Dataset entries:
- Opening Delimiter -

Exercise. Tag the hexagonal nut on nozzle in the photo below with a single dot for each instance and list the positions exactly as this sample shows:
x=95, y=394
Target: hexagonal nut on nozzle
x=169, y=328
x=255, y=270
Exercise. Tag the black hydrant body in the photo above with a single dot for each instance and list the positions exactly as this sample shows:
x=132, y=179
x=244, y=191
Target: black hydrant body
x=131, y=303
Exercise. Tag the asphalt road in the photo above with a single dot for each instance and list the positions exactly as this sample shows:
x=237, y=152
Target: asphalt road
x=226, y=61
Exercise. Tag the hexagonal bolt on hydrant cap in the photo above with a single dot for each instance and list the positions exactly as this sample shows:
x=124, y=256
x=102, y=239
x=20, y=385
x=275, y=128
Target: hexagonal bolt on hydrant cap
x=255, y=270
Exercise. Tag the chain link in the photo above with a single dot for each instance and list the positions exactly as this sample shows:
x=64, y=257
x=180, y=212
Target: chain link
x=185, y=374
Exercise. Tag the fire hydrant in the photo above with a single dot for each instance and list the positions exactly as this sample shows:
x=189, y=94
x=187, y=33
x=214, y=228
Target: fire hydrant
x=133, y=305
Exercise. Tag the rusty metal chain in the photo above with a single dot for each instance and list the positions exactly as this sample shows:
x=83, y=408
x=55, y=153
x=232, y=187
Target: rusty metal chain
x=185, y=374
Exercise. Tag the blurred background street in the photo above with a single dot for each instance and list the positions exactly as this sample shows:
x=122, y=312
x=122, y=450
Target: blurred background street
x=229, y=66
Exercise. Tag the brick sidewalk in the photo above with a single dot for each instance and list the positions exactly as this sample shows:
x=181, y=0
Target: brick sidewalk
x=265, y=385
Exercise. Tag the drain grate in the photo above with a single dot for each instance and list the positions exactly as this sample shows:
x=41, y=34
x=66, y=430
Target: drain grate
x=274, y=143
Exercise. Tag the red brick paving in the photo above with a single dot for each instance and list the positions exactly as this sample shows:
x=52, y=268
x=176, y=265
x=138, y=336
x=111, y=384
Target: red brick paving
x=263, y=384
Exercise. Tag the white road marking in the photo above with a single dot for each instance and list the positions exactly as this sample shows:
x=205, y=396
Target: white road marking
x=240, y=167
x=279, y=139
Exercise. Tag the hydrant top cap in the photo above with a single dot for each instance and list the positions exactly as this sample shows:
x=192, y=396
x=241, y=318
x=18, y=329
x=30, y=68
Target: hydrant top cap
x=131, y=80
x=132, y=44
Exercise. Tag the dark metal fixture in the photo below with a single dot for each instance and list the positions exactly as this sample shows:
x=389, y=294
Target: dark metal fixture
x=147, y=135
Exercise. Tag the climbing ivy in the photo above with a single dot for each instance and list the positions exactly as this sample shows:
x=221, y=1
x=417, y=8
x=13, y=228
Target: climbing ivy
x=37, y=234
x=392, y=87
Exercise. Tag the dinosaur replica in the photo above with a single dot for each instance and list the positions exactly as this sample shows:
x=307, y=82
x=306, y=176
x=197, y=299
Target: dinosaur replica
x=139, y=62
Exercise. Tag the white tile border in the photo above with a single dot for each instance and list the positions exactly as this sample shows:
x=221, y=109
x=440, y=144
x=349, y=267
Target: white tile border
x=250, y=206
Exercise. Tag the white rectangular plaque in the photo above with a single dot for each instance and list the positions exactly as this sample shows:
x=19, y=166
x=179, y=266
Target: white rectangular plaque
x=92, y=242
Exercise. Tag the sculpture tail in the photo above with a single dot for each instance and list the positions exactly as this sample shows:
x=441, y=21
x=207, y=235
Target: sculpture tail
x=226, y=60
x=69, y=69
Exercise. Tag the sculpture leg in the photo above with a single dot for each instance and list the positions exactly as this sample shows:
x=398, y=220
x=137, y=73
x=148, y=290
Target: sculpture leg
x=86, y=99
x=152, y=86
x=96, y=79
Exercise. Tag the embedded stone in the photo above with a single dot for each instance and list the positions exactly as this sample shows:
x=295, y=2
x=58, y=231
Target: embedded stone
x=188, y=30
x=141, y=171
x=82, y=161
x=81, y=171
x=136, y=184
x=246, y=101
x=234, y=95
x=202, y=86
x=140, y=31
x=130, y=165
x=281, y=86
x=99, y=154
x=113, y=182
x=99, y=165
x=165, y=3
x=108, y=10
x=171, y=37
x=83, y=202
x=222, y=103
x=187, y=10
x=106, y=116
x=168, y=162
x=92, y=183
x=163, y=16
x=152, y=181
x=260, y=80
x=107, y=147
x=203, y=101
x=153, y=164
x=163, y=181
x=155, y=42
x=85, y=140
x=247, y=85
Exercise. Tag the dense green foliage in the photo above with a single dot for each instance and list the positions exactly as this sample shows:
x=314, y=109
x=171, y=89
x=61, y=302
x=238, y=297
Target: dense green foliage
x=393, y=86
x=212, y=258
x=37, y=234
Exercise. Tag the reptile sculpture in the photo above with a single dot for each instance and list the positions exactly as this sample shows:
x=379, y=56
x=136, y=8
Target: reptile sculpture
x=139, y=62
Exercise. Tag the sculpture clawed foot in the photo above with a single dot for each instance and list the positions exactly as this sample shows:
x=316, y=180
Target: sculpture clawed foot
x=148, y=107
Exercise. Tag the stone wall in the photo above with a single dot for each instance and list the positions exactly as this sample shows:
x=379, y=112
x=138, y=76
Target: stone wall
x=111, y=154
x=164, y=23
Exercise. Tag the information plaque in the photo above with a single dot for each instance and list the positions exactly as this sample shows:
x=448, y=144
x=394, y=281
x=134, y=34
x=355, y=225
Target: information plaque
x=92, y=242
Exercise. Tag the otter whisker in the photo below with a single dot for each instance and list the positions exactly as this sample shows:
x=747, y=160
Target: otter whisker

- Closing Delimiter -

### Assigned task
An exact copy of the lines from the one containing "Exercise. Tag the information" through the end of the data above is the whole answer.

### Exercise solution
Exercise. Tag the information plaque in the photo above with a single dot for each instance and list the positions exactly as this sample shows:
x=448, y=144
x=394, y=281
x=134, y=34
x=355, y=225
Target: information plaque
x=92, y=242
Exercise. Tag the otter whisker in the photo below with a single dot for each instance and list the positions exactly as this sample shows:
x=747, y=160
Target: otter whisker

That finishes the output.